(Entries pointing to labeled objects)

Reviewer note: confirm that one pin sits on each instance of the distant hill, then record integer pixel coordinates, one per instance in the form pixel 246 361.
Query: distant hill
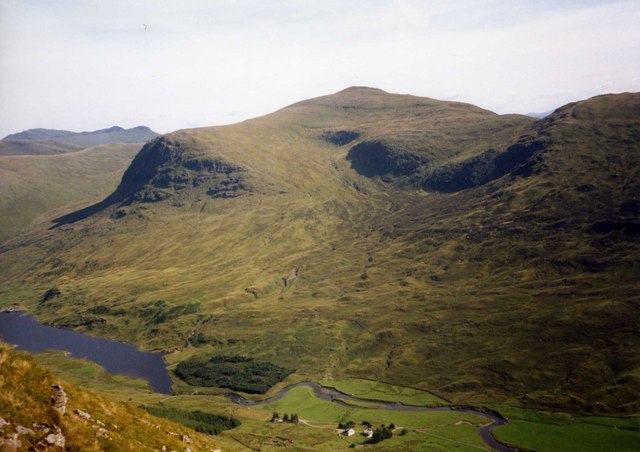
pixel 488 258
pixel 33 185
pixel 540 115
pixel 50 141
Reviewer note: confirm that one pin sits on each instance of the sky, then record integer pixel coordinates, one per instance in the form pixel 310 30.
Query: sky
pixel 85 65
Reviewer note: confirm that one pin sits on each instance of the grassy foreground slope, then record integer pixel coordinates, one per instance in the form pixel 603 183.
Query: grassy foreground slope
pixel 25 393
pixel 434 244
pixel 33 185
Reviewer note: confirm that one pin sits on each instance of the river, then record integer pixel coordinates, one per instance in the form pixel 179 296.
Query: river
pixel 333 395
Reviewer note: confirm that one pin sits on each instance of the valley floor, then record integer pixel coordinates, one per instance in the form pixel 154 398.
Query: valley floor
pixel 433 430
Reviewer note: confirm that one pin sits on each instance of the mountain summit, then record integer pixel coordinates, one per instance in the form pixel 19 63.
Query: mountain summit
pixel 366 234
pixel 50 141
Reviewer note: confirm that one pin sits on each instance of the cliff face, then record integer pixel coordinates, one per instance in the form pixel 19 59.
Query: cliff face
pixel 165 169
pixel 172 170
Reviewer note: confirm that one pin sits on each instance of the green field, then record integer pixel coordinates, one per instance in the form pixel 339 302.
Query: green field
pixel 374 390
pixel 527 429
pixel 549 431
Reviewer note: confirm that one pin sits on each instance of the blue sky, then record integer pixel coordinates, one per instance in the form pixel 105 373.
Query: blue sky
pixel 83 65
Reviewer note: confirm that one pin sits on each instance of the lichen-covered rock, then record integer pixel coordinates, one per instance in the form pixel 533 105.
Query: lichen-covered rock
pixel 56 439
pixel 11 444
pixel 59 399
pixel 20 430
pixel 83 414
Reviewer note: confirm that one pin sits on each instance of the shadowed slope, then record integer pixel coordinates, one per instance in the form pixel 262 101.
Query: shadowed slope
pixel 485 257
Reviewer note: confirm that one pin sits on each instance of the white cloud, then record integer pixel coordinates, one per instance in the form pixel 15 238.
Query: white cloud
pixel 83 65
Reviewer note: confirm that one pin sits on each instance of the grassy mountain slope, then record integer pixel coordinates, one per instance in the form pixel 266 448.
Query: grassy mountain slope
pixel 31 186
pixel 48 141
pixel 44 147
pixel 25 392
pixel 487 258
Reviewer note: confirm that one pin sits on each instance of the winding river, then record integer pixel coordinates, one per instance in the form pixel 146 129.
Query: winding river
pixel 333 395
pixel 120 358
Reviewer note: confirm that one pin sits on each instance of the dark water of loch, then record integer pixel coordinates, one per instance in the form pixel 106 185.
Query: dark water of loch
pixel 116 357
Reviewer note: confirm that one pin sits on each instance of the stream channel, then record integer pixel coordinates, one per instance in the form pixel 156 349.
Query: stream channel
pixel 120 358
pixel 335 396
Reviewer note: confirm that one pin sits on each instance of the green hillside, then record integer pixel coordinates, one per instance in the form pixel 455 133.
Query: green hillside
pixel 89 422
pixel 33 185
pixel 489 259
pixel 50 141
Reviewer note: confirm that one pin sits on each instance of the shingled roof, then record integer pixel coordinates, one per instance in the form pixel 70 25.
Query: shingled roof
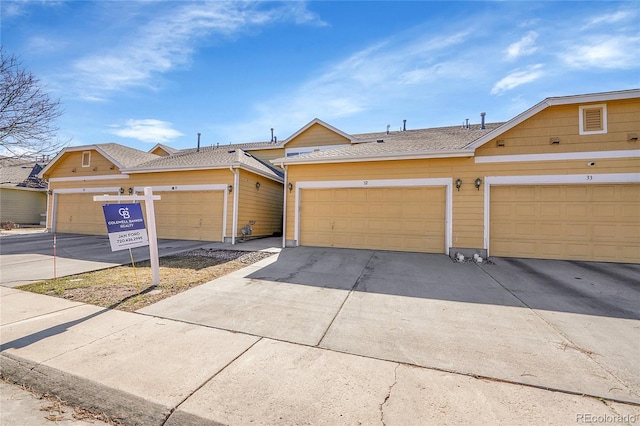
pixel 22 176
pixel 208 158
pixel 434 142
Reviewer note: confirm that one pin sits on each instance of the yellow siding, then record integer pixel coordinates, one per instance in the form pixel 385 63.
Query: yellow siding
pixel 70 165
pixel 22 206
pixel 532 136
pixel 263 205
pixel 317 135
pixel 468 203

→ **SHORT EXERCISE**: Retype all of the material above without changing anything, and leave out the pictures.

→ **WORKED ANSWER**:
Reviewer note: confirm that one pin sits on each instance of the distant hill, then record integer pixel coordinates, one per instance in the form pixel 246 361.
Query: distant hill
pixel 488 258
pixel 33 185
pixel 540 115
pixel 50 141
Reviewer note: confirm that one pin sits on each instance of the sky, then record integer pixel coordinates, one per instance in the form pixel 310 30.
Query: sky
pixel 85 65
Reviewer note: confirm that one pin sits on each instance of the grassy foreground slope, then record integer pixel coordinates, one per instance in the form pixel 603 183.
Query: grassy foreground slope
pixel 25 393
pixel 434 244
pixel 33 185
Reviewer note: confirm that one pin sits on each instance of the river, then record integer pixel coordinates, one per instance in the form pixel 179 296.
Query: river
pixel 333 395
Reviewer note: confirm that one pin sits on each instance of the valley floor, then record integer pixel coordinates, one per instance in the form pixel 154 398.
Query: valley floor
pixel 433 430
Reviewer note: confirm that one pin sits on each instance of the mountain summit, then record integer pixel coordinates, one per instance in the form pixel 19 63.
Query: mountain summit
pixel 366 234
pixel 50 141
Reviewer note: confirm that one pin sits on each instance of the cliff face, then record integer pixel coordinates, one per instance in the form pixel 19 59.
Query: cliff face
pixel 165 169
pixel 172 170
Reviewer note: confirm that one pin sits on each instance of the green field, then record integer pixel coordinates, one per instance in the form pixel 339 302.
Query: green field
pixel 374 390
pixel 527 429
pixel 549 431
Reviewer note: confirm that one pin sits on each instance of the blue sky, then record integer pixel coordinates, one per instance in the form pixel 105 373.
Query: blue sky
pixel 83 65
Reviewer note: confirm that one pin sits on each instance of the lichen-covered rock, then record integer pixel coordinates, one per instance in the form pixel 533 105.
Query: lichen-covered rock
pixel 56 439
pixel 11 444
pixel 59 399
pixel 20 430
pixel 83 414
Reviewer note: confirm that one pin sits on each instance of the shadowed slope, then record integer pixel coordinates, one per instance in the form pixel 262 101.
Query: shadowed slope
pixel 485 257
Reviewer note: confirm that one pin sits on each instance of the white cloud, then record integer pixel coordinates, one per instance in the form pixel 15 238.
Query: white cloud
pixel 83 65
Reviewer note: confirm that one pin sits on each instance of the grassy mountain slope, then record integer pixel coordinates, one per instance in the form pixel 266 448.
Query: grassy mountain slope
pixel 31 186
pixel 48 141
pixel 44 147
pixel 25 392
pixel 487 258
Reviewer note: confirm that one pin sits on each instance of the winding river, then record integer pixel coordinates, one per instance in the form pixel 146 129.
Query: winding river
pixel 333 395
pixel 120 358
Reviewer note: confirm that one pin sits on each instance of the dark water of loch, then record integer pixel coordinates, one per instance in the form pixel 106 185.
Query: dark water of loch
pixel 116 357
Reviewer note: confirm that one pin sits on each instance of the stream channel, then record integer pixel coordinates, one per instance in the form pixel 156 349.
Query: stream channel
pixel 120 358
pixel 335 396
Reviewer note: confirm that one pin sits on each instance of the green hillside, then record integer pixel coordinates, one per instance in the form pixel 455 133.
Query: green hillside
pixel 89 422
pixel 33 185
pixel 489 259
pixel 50 141
Reviewer note: confirm that one pin sits on each instance of the shingled roof, then record integer pixel coordinates, one per instance in the form pixel 70 25.
Query: shingled roof
pixel 22 176
pixel 208 158
pixel 434 142
Reviewer note: confirm that one pin sits on each instance of the yellow siding, then record integer pixel coordinates, one per instance in the form pixel 385 63.
Query: yellow siding
pixel 70 165
pixel 22 206
pixel 532 136
pixel 263 205
pixel 317 135
pixel 468 203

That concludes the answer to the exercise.